Available data:
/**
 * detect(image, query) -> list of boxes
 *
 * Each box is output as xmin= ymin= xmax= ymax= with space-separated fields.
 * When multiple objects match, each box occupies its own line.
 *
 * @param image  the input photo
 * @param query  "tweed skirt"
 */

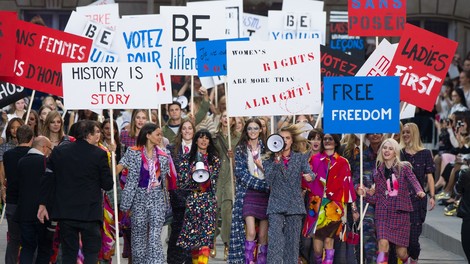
xmin=242 ymin=189 xmax=269 ymax=220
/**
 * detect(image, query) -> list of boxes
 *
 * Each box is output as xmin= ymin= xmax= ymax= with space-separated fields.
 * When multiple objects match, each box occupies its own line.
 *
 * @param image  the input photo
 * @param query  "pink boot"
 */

Your task:
Your task is to set down every entry exactly, leaving out any picture it contains.

Task solution:
/**
 * detect(image, query) -> list of boxes
 *
 * Each box is output as xmin= ymin= xmax= ymax= with space-separated fields.
 * When multiple objects match, each box occupies its own line.
 *
 * @param image  the input photo
 * @param query  "tweed skirt"
 */

xmin=242 ymin=189 xmax=269 ymax=220
/**
 * detect(image, query) -> list of boxes
 *
 * Each box is output as xmin= ymin= xmax= ymax= with space-separated fields.
 * When multiple objects match, each box occupies its own line.
 *
 * @param image  the input photo
 * @param query  "pink boot"
 */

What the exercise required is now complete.